| SOURCE EXTRACT |
··········

# homemade buffing system



## jskeen (Nov 30, 2007)

Was out in the shop taking some pictures for another post, and decided to snap these and toss them up here for comment.






I think this thing cost me a total of about $19.00

I got the buffs from this guy on ebay, and they are totally awesome.
http://cgi.ebay.com/8-Buffing-Wheel...ryZ31485QQssPageNameZWDVWQQrdZ1QQcmdZViewItem

  Threaded right onto the 1/2" allthread, spun great, and almost no fluff or thread shedding right from the start.  A great deal at $2.50 each.  Anybody looking to make a buffer is highly recommended to order some.  I wonder if they would work as replacements for beale buffs?

A few bucks of hardware from Home Labyrinth, 2 $1.95 ea buffing compound bars from sears hardware, a little can of renwax that has lasted me for 5 years or more for the third step, and i was ready to mount to my lathe.  

Cut these little bushings with a 1.5 inch hole saw, turned clean, drilled a 1/2" hole with a forstner bit, ground the ends of the allthread flat,and I was in business.  There is a sweet spot for the tailstock end bushing that minimizes wobble and vibration that has to be marked and relocated each time, but the drive spur end is easy to put back in place





comments welcome
James


----------



## R2 (Nov 30, 2007)

BGI!! [][][] How would you have gone with the headstock end turned so it had a Morse taper?


----------



## Randy_ (Nov 30, 2007)

··········

| RECORDS SHOWN |

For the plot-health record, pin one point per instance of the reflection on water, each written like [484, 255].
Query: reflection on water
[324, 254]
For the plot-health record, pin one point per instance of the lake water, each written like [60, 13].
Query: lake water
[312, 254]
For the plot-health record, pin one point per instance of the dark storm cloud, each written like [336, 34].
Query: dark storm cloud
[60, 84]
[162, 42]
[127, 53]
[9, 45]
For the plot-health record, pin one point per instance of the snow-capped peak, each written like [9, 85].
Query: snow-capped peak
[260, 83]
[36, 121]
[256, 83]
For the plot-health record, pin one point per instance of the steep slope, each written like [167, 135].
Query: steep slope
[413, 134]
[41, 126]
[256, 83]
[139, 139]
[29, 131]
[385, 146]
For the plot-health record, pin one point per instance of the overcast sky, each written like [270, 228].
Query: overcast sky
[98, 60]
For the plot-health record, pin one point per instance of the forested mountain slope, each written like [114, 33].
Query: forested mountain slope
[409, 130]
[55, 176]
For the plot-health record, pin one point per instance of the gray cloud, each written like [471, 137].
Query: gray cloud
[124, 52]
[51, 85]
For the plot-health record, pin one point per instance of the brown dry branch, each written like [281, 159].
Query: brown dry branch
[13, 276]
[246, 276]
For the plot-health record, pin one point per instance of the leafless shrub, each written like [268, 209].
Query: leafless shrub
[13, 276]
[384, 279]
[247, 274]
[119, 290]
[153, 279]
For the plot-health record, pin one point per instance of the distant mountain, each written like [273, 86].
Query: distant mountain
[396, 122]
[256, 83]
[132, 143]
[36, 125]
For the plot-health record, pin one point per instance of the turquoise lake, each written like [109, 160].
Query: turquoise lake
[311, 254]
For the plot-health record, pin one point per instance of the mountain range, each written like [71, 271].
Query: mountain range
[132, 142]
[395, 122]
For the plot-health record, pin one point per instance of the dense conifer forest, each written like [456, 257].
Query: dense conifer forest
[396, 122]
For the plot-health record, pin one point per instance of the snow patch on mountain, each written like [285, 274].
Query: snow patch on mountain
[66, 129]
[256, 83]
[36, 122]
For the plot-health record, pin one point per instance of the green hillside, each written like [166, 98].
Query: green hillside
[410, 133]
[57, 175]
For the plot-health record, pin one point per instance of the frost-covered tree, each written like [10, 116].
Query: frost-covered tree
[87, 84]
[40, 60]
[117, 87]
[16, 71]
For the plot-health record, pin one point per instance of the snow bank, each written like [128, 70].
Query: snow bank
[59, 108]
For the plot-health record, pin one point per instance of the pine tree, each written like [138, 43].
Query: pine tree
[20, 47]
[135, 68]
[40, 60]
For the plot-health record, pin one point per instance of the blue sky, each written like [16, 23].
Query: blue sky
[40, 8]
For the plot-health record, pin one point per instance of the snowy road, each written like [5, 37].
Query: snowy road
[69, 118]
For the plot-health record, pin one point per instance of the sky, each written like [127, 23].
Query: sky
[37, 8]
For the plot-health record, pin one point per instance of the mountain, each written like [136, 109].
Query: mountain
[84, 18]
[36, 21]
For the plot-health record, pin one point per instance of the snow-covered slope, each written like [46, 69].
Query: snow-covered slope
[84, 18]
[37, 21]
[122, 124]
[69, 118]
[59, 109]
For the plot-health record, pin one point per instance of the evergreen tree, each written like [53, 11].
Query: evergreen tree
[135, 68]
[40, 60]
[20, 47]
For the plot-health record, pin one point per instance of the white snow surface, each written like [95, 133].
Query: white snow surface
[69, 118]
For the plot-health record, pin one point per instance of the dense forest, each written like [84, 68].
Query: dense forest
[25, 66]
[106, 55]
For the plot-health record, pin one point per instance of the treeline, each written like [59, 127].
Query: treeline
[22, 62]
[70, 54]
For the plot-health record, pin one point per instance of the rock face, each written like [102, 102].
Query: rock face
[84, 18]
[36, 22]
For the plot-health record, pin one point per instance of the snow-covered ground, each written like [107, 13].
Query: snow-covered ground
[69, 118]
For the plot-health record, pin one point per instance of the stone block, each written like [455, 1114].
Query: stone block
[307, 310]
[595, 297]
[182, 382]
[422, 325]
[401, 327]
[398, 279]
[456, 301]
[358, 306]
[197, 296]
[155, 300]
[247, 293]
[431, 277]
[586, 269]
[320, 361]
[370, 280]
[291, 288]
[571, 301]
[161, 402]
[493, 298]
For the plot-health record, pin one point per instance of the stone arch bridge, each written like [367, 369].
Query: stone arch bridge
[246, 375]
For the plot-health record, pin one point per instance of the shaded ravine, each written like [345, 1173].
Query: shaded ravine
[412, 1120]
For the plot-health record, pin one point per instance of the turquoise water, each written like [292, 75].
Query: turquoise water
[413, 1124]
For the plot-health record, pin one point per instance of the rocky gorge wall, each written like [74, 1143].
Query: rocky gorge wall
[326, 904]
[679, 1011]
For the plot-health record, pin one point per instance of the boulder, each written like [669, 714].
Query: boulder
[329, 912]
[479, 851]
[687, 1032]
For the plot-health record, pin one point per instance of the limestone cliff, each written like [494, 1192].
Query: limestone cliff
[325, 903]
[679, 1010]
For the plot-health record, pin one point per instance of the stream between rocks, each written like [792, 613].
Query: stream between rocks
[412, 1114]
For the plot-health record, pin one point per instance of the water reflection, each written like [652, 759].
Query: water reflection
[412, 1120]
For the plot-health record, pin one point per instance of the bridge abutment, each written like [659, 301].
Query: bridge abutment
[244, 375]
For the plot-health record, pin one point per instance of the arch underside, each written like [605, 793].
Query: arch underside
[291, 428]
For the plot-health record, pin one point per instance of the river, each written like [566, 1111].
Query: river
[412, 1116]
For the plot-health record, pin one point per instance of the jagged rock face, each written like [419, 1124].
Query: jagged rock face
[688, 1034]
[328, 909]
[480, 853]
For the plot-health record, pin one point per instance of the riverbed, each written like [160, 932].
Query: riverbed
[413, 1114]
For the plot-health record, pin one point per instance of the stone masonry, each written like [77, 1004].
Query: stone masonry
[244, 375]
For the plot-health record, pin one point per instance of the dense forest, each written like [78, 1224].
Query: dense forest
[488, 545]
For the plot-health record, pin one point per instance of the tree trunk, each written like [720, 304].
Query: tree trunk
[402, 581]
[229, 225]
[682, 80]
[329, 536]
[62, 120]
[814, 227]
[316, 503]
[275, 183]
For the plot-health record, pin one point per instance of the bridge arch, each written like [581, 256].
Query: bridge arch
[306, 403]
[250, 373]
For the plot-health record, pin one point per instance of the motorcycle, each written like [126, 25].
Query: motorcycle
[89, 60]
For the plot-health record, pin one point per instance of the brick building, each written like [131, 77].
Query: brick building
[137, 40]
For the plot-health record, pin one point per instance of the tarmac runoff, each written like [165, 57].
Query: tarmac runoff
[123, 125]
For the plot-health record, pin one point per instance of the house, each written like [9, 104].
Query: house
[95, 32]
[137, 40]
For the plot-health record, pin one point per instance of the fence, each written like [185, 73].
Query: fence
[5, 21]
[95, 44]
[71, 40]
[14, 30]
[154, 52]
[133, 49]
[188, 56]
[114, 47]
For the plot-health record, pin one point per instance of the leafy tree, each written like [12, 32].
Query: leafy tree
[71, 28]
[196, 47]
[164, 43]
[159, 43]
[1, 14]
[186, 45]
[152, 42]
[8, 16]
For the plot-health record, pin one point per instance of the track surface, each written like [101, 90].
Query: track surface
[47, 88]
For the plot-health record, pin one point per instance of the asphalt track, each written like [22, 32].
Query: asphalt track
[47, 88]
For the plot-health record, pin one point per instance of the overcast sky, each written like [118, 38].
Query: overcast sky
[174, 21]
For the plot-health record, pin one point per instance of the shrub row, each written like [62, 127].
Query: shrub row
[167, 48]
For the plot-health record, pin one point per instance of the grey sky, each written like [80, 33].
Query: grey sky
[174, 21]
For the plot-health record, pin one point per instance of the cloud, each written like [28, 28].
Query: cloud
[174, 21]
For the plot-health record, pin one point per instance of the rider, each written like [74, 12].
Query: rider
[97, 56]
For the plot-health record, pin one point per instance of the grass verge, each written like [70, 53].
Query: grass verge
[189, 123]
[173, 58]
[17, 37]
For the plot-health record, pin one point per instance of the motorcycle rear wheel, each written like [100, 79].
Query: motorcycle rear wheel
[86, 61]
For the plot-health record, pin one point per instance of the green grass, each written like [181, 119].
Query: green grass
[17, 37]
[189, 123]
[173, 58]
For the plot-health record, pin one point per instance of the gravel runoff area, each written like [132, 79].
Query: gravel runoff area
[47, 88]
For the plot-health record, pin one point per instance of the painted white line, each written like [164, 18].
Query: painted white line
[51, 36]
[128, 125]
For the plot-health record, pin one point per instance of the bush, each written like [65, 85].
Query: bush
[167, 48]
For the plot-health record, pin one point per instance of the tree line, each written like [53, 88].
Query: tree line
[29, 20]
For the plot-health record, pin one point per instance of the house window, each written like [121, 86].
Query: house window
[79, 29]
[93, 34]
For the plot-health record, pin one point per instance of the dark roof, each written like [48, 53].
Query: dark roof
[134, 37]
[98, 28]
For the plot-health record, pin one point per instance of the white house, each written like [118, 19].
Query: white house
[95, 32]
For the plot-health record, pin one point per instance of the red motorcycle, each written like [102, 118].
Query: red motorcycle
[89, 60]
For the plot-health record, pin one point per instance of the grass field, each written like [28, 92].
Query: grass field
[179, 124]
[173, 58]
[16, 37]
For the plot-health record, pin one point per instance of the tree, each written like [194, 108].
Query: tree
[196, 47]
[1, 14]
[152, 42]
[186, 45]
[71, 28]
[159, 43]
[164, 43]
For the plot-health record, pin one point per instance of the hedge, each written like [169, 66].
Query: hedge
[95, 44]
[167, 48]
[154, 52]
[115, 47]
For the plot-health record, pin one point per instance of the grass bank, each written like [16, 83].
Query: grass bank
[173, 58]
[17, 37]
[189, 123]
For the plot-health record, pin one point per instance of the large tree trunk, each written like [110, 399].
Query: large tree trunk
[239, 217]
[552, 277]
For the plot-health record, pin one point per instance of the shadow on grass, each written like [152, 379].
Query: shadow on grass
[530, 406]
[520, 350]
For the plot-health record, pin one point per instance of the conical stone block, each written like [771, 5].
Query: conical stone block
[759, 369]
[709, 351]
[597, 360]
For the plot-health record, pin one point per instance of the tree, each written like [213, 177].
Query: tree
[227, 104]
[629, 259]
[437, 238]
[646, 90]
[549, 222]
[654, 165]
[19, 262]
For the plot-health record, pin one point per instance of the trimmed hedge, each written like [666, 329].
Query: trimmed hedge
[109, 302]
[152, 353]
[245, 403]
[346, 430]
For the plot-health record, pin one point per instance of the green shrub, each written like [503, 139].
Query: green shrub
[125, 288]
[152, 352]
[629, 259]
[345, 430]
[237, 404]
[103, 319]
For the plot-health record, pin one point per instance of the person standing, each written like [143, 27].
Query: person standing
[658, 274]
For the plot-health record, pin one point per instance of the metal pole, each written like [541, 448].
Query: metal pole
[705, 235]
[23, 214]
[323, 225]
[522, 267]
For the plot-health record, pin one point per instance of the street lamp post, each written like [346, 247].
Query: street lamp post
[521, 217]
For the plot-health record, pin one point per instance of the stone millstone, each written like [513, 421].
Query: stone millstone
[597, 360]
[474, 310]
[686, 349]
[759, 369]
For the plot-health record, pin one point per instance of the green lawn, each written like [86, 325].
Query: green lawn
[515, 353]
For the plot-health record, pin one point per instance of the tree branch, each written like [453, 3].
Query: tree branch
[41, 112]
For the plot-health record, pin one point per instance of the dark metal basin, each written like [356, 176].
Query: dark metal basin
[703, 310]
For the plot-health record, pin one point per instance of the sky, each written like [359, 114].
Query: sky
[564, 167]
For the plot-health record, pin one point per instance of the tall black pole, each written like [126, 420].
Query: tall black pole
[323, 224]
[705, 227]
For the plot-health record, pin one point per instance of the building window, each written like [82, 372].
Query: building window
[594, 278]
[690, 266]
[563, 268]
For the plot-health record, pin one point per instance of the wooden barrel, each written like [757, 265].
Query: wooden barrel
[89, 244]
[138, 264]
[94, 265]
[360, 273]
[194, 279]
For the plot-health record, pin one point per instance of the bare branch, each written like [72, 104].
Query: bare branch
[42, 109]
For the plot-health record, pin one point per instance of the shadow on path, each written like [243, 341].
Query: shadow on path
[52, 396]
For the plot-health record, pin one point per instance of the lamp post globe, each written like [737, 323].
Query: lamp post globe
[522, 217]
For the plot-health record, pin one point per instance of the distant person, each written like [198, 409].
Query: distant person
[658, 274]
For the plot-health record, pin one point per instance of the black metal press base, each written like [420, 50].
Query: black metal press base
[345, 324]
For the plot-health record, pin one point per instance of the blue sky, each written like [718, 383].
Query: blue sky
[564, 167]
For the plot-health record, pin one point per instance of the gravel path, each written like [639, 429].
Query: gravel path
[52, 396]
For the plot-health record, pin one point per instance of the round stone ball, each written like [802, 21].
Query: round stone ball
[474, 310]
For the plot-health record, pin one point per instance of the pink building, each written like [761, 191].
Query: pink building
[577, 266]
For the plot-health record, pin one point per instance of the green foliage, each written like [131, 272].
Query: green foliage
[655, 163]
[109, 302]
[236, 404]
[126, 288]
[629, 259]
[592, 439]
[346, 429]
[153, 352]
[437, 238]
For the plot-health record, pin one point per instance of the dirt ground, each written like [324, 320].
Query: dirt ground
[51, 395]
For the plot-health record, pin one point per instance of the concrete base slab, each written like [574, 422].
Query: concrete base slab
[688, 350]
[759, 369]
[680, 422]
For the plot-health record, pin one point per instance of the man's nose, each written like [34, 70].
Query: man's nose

··········

| WHAT THIS EXERCISE ASKS |
1. Pick out each row containing the string "road", matching case exactly, and copy those rows.
2. Write the next part of the homemade buffing system thread, starting after its final line.
The forum thread about the homemade buffing system has nothing to do with the rows.

| RESPONSES BY TASK |
1.
For the plot-health record, pin one point per instance of the snowy road, each written like [5, 37].
Query: snowy road

2.
> _Originally posted by R2_
> <br />BGI!! [][][] How would you have gone with the headstock end turned so it had a Morse taper?



Not sure I understand exactly what you are saying?  Guess it is the accent!!  [][]


----------



## Randy_ (Nov 30, 2007)

James: Clever idea!!  Are the little wooden pieces just a press fit on the allthread or are they glued on?

Just a thought.  You could take both of the wooden caps and drill a small (maybe 1/16") hole entirely through the cap.  Drill it from the inside of the 1/2" Forstner hole and center it in the dimple left by the tip of the Forstner bit.  This should put both of those holes very close the the center of the mandrel and keep any vibrating to a minimum.


----------



## Randy_ (Nov 30, 2007)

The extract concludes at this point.